### Work to complete
Reproduce every one of the items below word for word, without changing anything.

Object position labeling entries:
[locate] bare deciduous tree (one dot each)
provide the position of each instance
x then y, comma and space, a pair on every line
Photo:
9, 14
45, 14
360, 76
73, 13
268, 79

### Result of this task
[locate] bare deciduous tree (one dot each)
provide the position of each instance
x then y, comma and space, a pair on every line
Photo:
9, 14
45, 14
360, 76
73, 13
268, 79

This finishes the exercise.